● Saved entries:
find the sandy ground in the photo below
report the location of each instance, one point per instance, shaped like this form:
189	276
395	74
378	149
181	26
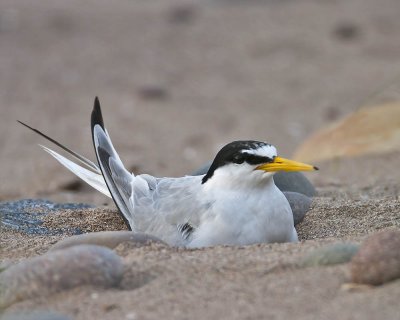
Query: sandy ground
178	79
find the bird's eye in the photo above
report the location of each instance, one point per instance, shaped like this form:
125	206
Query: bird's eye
239	158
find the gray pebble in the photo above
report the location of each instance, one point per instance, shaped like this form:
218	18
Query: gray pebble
110	239
299	203
60	270
294	182
285	181
34	315
330	255
378	260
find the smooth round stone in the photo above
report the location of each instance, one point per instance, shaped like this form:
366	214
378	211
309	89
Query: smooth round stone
285	181
35	315
294	182
60	270
330	255
378	260
299	203
109	239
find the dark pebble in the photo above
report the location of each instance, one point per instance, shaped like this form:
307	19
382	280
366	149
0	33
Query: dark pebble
330	255
60	270
378	260
299	203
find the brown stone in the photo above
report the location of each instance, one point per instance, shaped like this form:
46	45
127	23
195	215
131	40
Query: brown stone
60	270
109	239
378	259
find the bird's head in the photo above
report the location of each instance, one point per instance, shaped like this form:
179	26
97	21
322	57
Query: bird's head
249	163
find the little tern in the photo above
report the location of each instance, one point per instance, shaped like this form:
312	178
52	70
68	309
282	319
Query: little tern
235	203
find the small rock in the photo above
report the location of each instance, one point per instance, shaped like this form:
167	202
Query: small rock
299	203
294	182
285	181
60	270
26	215
35	315
378	260
330	255
109	239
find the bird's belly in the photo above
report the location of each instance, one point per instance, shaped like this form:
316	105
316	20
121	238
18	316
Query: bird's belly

● What you have to do: Your response should be each line that includes the word "above", copied from the records.

● Written response:
find the bird's eye in the photo above
find the gray pebble in the photo above
find the smooth round stone in the photo above
find the dark pebble in the photo above
find the brown stone in the photo above
find the bird's head in the photo above
find the little tern in the photo above
find the small rock in the photo above
find the bird's belly in the photo above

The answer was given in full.